**Trecho selecionado**
----------
Nesta postagem lembro meus dotes de leitor, muito antigos, já. E de comentador. Sobre minha condição de leitor, vou citar quatro testemunhos. O primeiro deles, e que motivou esta postagem, é
KAPUSCINSKI, Ryszard (1994) Imperium. São Paulo: Companhia das Letras.
Dele farei três citações e tecerei comentários, o terceiro destes preparando-nos para maiores associações, quando vou citar, do jeito que posso, Curzio Malaparte (seguindo Kapuscinski) e Umberto Eco, seguindo minha memória.
Então, Kapuscinski na página 121 dá algumas dicas sobre instituições, centrando sua reflexão no colapso da União Soviética:
Tudo era absolutamente subordinado [ao estado monopolista soviético], os outros interesses eram combatidos e eliminados de forma radical. E eis que o Estado monopolista desaparece de repente, se desagrega de modo irreversível. Imediatamente centenas de milhares de interesses econômicos diversos, maiores e menores, de grupos privados e nacionais erguem a cabeça, identificam-se, definem-se e reivindicam com firmeza seus direitos negados há tanto tempo. Evidentemente países democráticos também convivem com milhões de interesses distintos, mas suas contradições e conflitos são resolvidos ou atenuados por meio de experientes e experimentadas instituições públicas e estatais. Aqui, no entanto, tais instituições não existem (e tão logo não existirão). Como então resolver os naturais conflitos de interesses, já que não se pode mais apelar para o chicote nem para a deportação?
Claro que fiquei pensando no império brasileiro contemporâneo. A incapacidade do sistema judiciário (do policial de rua (rua???) ao juiz de 'salário' milionário é patente quando vemos tantas situações de injustiça. Não falo apenas das liberdades pessoais, do morador da periferia, mas de todos, fazendo-se observar especialmente nos pequenos municípios. A palavra chave é a impunidade. E "tão logo não existirão" soluções para este problema. Se houvesse punição ao crime, os primeiros a serem abalados seriam precisamente os poderosos: judiciário e legislativo. E, naturalmente, os altos escalões também do executivo. Mas não fiquemos adstritos à esfera governamental, pois também no chamado setor empresarial há escalafobéticas fraudes. Concluo dizendo que também nas organizações não-governamentais a impunidade é a mãe do crime.
----------
**Objetivos**
- 1) Responda com base na postagem:
(a) Em que página de Imperium se encontra o trecho citado sobre o colapso da União Soviética?
(b) Segundo a postagem, qual é a palavra-chave para a situação brasileira?
(c) Além de Kapuscinski, quais dois autores a postagem anuncia que serão citados?
- 2) Reproduza, sem nenhuma alteração, tudo o que vai de "Nesta postagem lembro" até "seguindo minha memória." na postagem.

**Dados apresentados**
----------
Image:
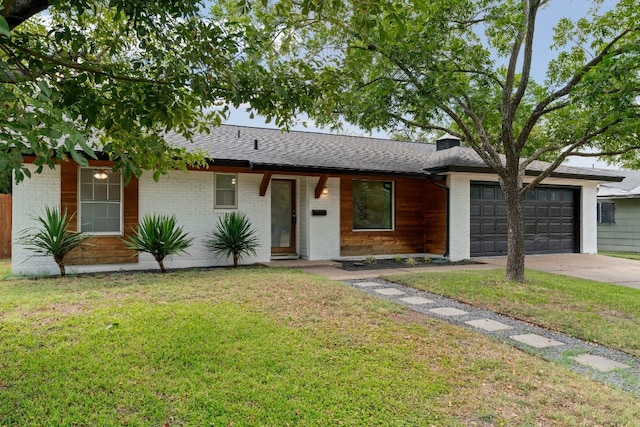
----------
**Resolução do exercício**
- 1)
(a) Na página 121.
(b) A impunidade.
(c) Curzio Malaparte e Umberto Eco.

- 2)
Nesta postagem lembro meus dotes de leitor, muito antigos, já. E de comentador. Sobre minha condição de leitor, vou citar quatro testemunhos. O primeiro deles, e que motivou esta postagem, é
KAPUSCINSKI, Ryszard (1994) Imperium. São Paulo: Companhia das Letras.
Dele farei três citações e tecerei comentários, o terceiro destes preparando-nos para maiores associações, quando vou citar, do jeito que posso, Curzio Malaparte (seguindo Kapuscinski) e Umberto Eco, seguindo minha memória.